[EXCERPT PROVIDED]
——————

Orpheus TTS Docker Deployment

English | 简体中文 | 繁體中文 | 日本語

Production-ready Docker deployment for Orpheus TTS with GPU management, multi-access modes, and optimized performance.

✨ Features

🐳 Docker Containerization: One-command deployment with CUDA 12.1 support
🎯 Intelligent GPU Management: Lazy loading + automatic unloading (1-hour timeout)
🌐 Three Access Modes: Web UI, REST API, and MCP (Model Context Protocol)
🚀 Optimized Performance: ~2.5s inference after model loading
🔒 Production Ready: Nginx reverse proxy with SSL support
🔐 Privacy Protection: All audio files saved to host /tmp/orpheus-tts, no data retained in container
🎨 Modern Web UI: Dark theme with Chinese/English toggle
📊 API Documentation: Built-in Swagger UI
🎤 8 Voice Options: tara, leah, jess, leo, dan, mia, zac, zoe

🎯 Model Information

v2.0.0 (Current - AWQ 4-bit Quantized)

Model: Hariprasath28/orpheus-3b-4bit-AWQ
Quantization: AWQ 4-bit
Precision: float16
Parameters: 3B (3 billion)
Model Weights: 2.30GB (62% reduction from bfloat16)
VRAM Usage: ~31.5GB (model 2.30GB + KV cache 27.42GB)
Performance:
- Model preload: ~50s (on startup)
- Generation: ~1.4s per request
- Streaming latency: ~200ms

v1.5.0 (bfloat16 Full Precision)

Model: canopylabs/orpheus-3b-0.1-ft
Precision: bfloat16 (full precision)
Parameters: 3B (3 billion)
Model Weights: 6.18GB
VRAM Usage: ~29.8GB (with preloading)

——————

[SUPPLIED ENTRIES]
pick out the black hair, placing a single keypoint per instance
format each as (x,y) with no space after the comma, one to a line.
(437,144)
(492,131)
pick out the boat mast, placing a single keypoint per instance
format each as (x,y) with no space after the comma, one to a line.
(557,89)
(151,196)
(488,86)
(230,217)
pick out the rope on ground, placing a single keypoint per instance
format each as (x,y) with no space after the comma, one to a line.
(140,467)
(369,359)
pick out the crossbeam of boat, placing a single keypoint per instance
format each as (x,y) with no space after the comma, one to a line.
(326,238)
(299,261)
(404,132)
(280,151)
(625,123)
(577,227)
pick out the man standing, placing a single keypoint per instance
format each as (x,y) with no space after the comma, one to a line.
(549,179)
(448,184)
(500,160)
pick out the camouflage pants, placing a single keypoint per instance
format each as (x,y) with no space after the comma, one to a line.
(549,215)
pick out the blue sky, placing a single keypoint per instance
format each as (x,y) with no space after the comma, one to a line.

——————

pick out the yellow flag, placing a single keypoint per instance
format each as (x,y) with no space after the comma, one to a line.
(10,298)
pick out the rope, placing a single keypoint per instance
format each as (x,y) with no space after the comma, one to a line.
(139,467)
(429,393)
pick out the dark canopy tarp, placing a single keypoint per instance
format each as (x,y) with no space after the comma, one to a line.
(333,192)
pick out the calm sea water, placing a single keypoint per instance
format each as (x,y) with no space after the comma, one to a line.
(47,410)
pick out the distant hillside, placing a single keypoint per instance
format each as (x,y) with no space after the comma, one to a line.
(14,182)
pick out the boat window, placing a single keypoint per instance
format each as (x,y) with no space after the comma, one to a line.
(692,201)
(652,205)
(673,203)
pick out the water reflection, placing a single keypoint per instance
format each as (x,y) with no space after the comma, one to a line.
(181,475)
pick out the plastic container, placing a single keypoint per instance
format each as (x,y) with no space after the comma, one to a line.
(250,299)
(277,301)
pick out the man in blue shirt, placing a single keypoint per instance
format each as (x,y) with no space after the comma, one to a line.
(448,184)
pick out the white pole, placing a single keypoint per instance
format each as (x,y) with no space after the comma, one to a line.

——————

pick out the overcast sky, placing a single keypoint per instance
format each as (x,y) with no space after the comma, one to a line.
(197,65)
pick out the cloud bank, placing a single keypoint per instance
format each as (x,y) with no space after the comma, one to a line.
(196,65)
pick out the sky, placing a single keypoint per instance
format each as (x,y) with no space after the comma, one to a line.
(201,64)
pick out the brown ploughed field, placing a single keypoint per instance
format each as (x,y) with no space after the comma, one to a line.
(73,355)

——————

[WRITTEN PROBLEM]
Please edit the Orpheus TTS deployment text from "Production-ready Docker deployment" and going on through "(Model Context Protocol)" so that "1-hour timeout" becomes "2-hour timeout", and give that part again.

[WORKED ANSWER]
Production-ready Docker deployment for Orpheus TTS with GPU management, multi-access modes, and optimized performance.

✨ Features

🐳 Docker Containerization: One-command deployment with CUDA 12.1 support
🎯 Intelligent GPU Management: Lazy loading + automatic unloading (2-hour timeout)
🌐 Three Access Modes: Web UI, REST API, and MCP (Model Context Protocol)